(Page excerpt)

However, the sobering reality is that COVID-19 is the proverbial tip of the health burden iceberg. It is an accelerated cautionary tale of what is to come if we choose to ignore the slow-growing lifestyle-related diseases lurking and growing under the surface.

In a typical year, lifestyle-related disease costs the global economy 43 working days per person due to poor health and premature death; 5% productivity loss per worker with chronic conditions; and 15% of gross domestic product – which is two to five times more than the expected GDP impact from the pandemic. Even as we overcome COVID-19, the rise of mental health conditions and non-communicable diseases such as heart disease and type 2 diabetes is reshaping households, companies and countries.

Given that the looming cost is so large, why have we lacked a sense of urgency in tackling these lifestyle-related diseases? The answer lies in simple organizational cognitive biases. At an individual level, we make profound cognitive errors about how long we will live, how healthy we are, and what will kill us. Organizations make similar errors in assessing workforce health.

One key cognitive error is optimism bias. Organizational leaders may be broadly aware of the rise of lifestyle-related diseases and the threat they pose to productivity and ultimately mortality. However, it can be hard for them to imagine that their own organization will experience a significantly negative event at an aggregate level as a result of these conditions. In contrast, COVID-19 hit the world with such pace and scale, it has been impossible to ignore the likelihood of its impact.

(Tasks)
1 - In a typical year, how many working days per person does lifestyle-related disease cost the global economy, according to the passage on lifestyle-related disease?
2 - Write the next part of the passage on lifestyle-related disease, picking up after its last sentence.
The rows that follow come from a separate source.

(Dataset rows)

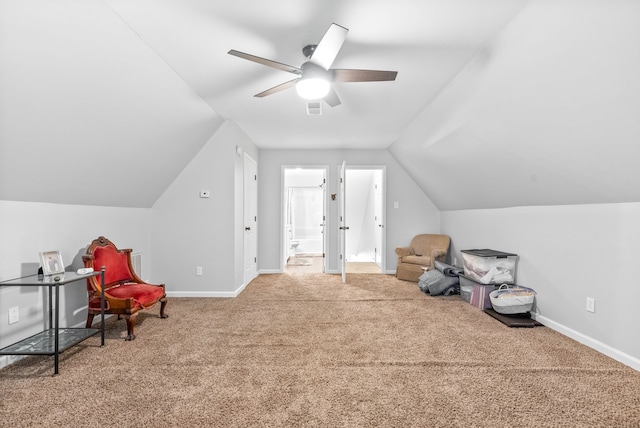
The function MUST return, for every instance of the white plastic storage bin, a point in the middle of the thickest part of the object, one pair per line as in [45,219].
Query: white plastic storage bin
[512,300]
[490,266]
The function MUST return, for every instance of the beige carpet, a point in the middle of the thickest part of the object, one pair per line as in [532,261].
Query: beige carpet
[306,350]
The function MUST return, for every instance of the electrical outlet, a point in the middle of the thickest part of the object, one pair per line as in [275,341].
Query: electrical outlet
[591,304]
[14,315]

(Responses to the tasks)
1 - 43 working days per person.

2 -
Other errors include present bias and hyperbolic discounting. This is where leaders give disproportionate weight to the cost of preventive health measures incurred now, versus the later reward of a productive and healthy workforce. As a result, they choose to minimize spend today. In the case of COVID-19, there simply is no option to opt out of preventive measures such as lockdowns, social distancing and wearing of masks.

The final influence is saliency bias. The tangible nature of COVID-19 symptoms, such as coughing and sneezing, coupled with its infectious nature, means we pay attention. Simply put, the hidden symptoms associated with many lifestyle related diseases don’t carry a sufficiently weighty shock factor, and have resulted in a weaker call to action.

We ignore the rise of these diseases at our peril. Workforce sustainability is at risk. Given the rise of non-communicable diseases and mental health conditions, one can imagine that employee health will become the equivalent of a scarce skill. And accordingly, it will become increasingly difficult and expensive to buy healthy talent.

So, while we will eventually make our way to the other side of this pandemic, we can no longer go back to business as usual. The only sustainable solution will be to adopt real measures to improve workforce health. If companies want to win in a competitive marketplace, the sooner they start learning how to do this effectively, the better.